_Bloc de texte:_

################

Le Relais de l’entrecôte de Beyrouth, une pâle copie

Que dire du fameux Le Relais de l'entrecôte ? Sinon de rappeler que c'était l'arrêt obligé de tous les carnivores libanais gourmands lors de leur passage à Paris ? Même si les aficionados se divisent en deux groupes : ceux qui ne jurent que par celui de la rue Marbeuf, et les autres qui vous assurent que le meilleur, le « vrai », est celui qui se situe près de la porte Maillot. Cela sans compter les autres enseignes qui se veulent « frères » ou « cousins », tels L'Entrecôte de Paris à la rue Marignan ou à São Paolo ! Et comme nous faisons toujours tout mieux au Liban, nous avons eu droit à La Place de l'entrecôte (by Mr. Joe), à Kaslik et à Gemmayzé, et L'entrecôte le vrai installé à Jeïta. Tout cela avant même l'ouverture de la franchise Le Relais de l'entrecôte et ses locaux à Verdun, Monnot et au centre-ville.

Entrons donc dans le vif du sujet avec quelques rappels historiques. C'est Paul Gineste de Saurs qui a créé en 1959 la formule originale et la fameuse sauce sous l'enseigne Le Relais de Venise, son Entrecôte boulevard Pereire, près de la porte Maillot. En 1966, l'une de ses filles, Hélène Godillot, prend la direction de l'établissement qui possède aujourd'hui quelque six franchises dans le monde. Sa sœur Marie-Paule Burrus reprend la formule sous le nom de Le Relais de l'entrecôte, avec trois locaux à Paris (rue Marbeuf, rue Montparnasse et rue Saint-Benoît), et six franchises à travers le monde, dont la Suisse, le Liban, Koweït City, Dubaï et Doha. Leur frère Henri, décédé en 2016, a dirigé quant à lui L'Entrecôte (tout court), avec des locaux à Bordeaux, Lyon, Nantes, Montpellier et Toulouse.

################

_Objectif A:_ Reproduisez à l'identique le passage de l'article sur le Relais de l'entrecôte, depuis « Le Relais de l’entrecôte » jusqu'à « et au centre-ville. » inclus.
_Objectif B:_ Rédigez la suite de l'article sur le Relais de l'entrecôte en partant de sa dernière phrase.

################

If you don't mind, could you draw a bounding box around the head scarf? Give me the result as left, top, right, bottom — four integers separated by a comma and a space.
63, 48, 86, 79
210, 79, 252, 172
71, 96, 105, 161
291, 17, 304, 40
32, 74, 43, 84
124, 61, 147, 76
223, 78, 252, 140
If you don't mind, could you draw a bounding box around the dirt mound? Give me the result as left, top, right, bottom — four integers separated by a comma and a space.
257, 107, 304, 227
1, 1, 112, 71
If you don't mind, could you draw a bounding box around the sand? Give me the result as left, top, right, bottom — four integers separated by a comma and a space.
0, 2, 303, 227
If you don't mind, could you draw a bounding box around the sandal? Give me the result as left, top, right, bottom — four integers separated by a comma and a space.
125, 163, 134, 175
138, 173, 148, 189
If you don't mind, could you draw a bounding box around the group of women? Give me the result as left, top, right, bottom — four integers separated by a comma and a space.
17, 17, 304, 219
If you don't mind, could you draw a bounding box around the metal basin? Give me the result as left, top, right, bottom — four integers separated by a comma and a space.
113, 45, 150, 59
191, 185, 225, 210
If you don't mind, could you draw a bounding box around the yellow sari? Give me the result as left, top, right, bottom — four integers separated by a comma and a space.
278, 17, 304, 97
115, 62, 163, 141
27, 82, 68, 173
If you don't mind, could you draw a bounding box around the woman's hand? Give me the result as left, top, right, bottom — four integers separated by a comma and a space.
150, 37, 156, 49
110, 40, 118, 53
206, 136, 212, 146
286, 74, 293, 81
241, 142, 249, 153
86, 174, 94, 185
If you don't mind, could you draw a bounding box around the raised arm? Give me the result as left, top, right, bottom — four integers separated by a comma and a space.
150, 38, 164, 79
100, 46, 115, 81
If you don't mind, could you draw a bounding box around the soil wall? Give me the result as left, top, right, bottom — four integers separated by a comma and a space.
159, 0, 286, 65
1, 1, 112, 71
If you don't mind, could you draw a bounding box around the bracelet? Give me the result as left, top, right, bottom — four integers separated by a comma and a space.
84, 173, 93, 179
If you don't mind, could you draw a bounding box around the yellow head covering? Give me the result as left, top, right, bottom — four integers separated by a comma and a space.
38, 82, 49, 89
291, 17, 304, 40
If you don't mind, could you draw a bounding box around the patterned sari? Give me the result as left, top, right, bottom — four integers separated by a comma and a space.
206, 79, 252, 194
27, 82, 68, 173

################

_Réponse attendue A:_
Le Relais de l’entrecôte de Beyrouth, une pâle copie

Que dire du fameux Le Relais de l'entrecôte ? Sinon de rappeler que c'était l'arrêt obligé de tous les carnivores libanais gourmands lors de leur passage à Paris ? Même si les aficionados se divisent en deux groupes : ceux qui ne jurent que par celui de la rue Marbeuf, et les autres qui vous assurent que le meilleur, le « vrai », est celui qui se situe près de la porte Maillot. Cela sans compter les autres enseignes qui se veulent « frères » ou « cousins », tels L'Entrecôte de Paris à la rue Marignan ou à São Paolo ! Et comme nous faisons toujours tout mieux au Liban, nous avons eu droit à La Place de l'entrecôte (by Mr. Joe), à Kaslik et à Gemmayzé, et L'entrecôte le vrai installé à Jeïta. Tout cela avant même l'ouverture de la franchise Le Relais de l'entrecôte et ses locaux à Verdun, Monnot et au centre-ville.

_Réponse attendue B:_
Paris à Beyrouth, ou presque
À Beyrouth, Le Relais de l'entrecôte a l'allure du vrai bistrot parisien et se conforme au cahier des charges. Des stores rouges qui l'identifient immédiatement, une boiserie qui orne la majeure partie de ses murs et un décor complété par des miroirs et des affiches anciennes encadrées. Les tables sont recouvertes d'une nappe en papier blanc sur laquelle les serveuses, toutes des dames et toutes habillées en noir avec des tabliers blancs, marquent votre choix de cuisson. Ces gestes font partie de l'identité du restaurant, où qu'il soit dans le monde. Le service est bel et bien rapide et efficace. Il n'y a évidemment pas de menu, puisque c'est une formule unique, mais une carte de desserts. Le client peut juste choisir la cuisson de sa viande. La salade verte aux noix servie est sèche, il lui manque en général un peu plus de sauce moutarde vinaigrette qu'il faudra commander en surplus. Les serveuses se feront un plaisir de vous en rapporter, avec le sourire.

Après l'entrée, le cauchemar commence... Je dois tout d'abord préciser que la viande servie n'est pas une entrecôte, comme le confirme bien la maison mère, à Paris ou Genève. C'est en fait un contre-filet. Ce terme est bien approprié, puisque ce morceau de bœuf se situe tout contre le filet. Il ne faut surtout pas confondre les deux viandes. Le contre-filet a une forme et une texture assez proches de celles de l'entrecôte, quoique moins larges et moins persillées. Il possède également une légère saveur de noisette et il est juteux. Mais là, notre viande n'était ni tendre ni juteuse, encore moins savoureuse. Et puis, bien qu'ayant commandé un plat bien cuit et l'autre bleu, à notre grand étonnement (et déception), nos deux viandes avaient la même cuisson !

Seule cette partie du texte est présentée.